---------- SUPPLIED DATA ----------

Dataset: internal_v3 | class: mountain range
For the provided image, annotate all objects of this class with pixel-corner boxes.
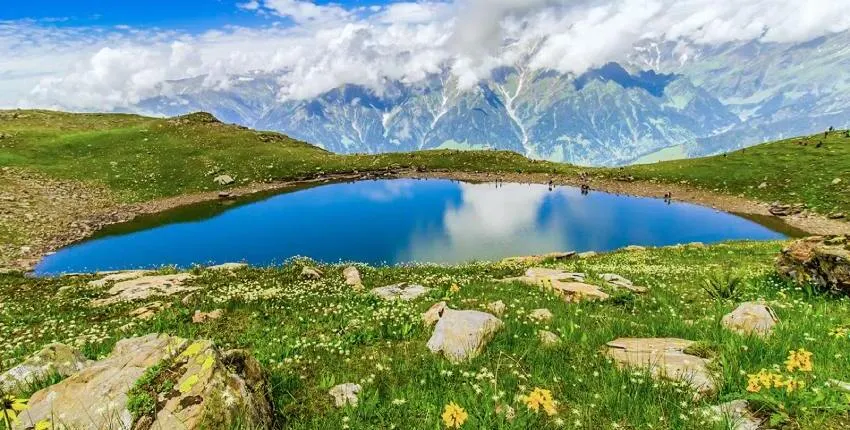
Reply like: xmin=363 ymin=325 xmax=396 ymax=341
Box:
xmin=135 ymin=31 xmax=850 ymax=166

----------

• _BRIEF_
Please print everything in the material exactly, apart from the pictures.

• _TASK SOLUTION_
Dataset: internal_v3 | class: mountain range
For the provided image, annotate all objects of this class with pixel-corner boxes.
Reply like: xmin=363 ymin=325 xmax=396 ymax=341
Box:
xmin=135 ymin=31 xmax=850 ymax=166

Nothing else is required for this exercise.